+++ Page extract
Computes the point-biserial correlation between a dichotomous and a continuous variable.
Usage
biserial.cor(x, y, use = c("all.obs", "complete.obs"), level = 1)
Arguments
x
a numeric vector representing the continuous variable.
y
a factor or a numeric vector (that will be converted to a factor) representing the dichotomous variable.
use
If use is "all.obs", then the presence of missing observations will produce an error. If use
is "complete.obs" then missing values are handled by casewise deletion.
level
which level of y to use.
Details
The point biserial correlation computed by biserial.cor() is defined as follows
(X1.bar - X0.bar) * sqrt(pi * (1 - pi)) / S_x,
where X1.bar and X0.bar denote the sample means of the X-values
corresponding to the first and second level of Y, respectively, S_x is the sample standard deviation of
X, and pi is the sample proportion for Y = 1. The first level of Y is defined by the
level argument; see Examples.
Value
the (numeric) value of the point-biserial correlation.
Note
Changing the order of the levels for y will produce a different result. By default, the first level is used
as a reference level
# the point-biserial correlation between
# the total score and the first item, using
# '0' as the reference level
biserial.cor(rowSums(LSAT), LSAT[[1]])
# and using '1' as the reference level
biserial.cor(rowSums(LSAT), LSAT[[1]], level = 2)
++++++
Task description:
Answer these from the biserial.cor() page:
1. What happens when use is "all.obs" and some observations are missing?
2. What does pi stand for in the formula given under Details?
3. Which level of y serves as the reference level by default?
+++ Stored data
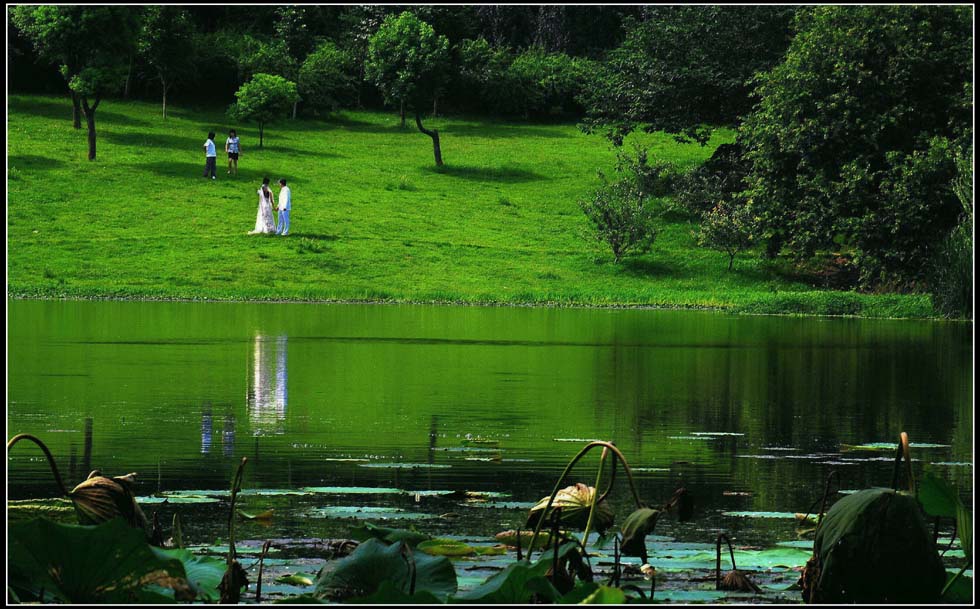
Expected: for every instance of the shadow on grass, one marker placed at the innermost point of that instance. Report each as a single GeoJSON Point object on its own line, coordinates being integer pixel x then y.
++++++
Exercise result:
1. The missing observations produce an error.
2. The sample proportion for Y = 1.
3. The first level.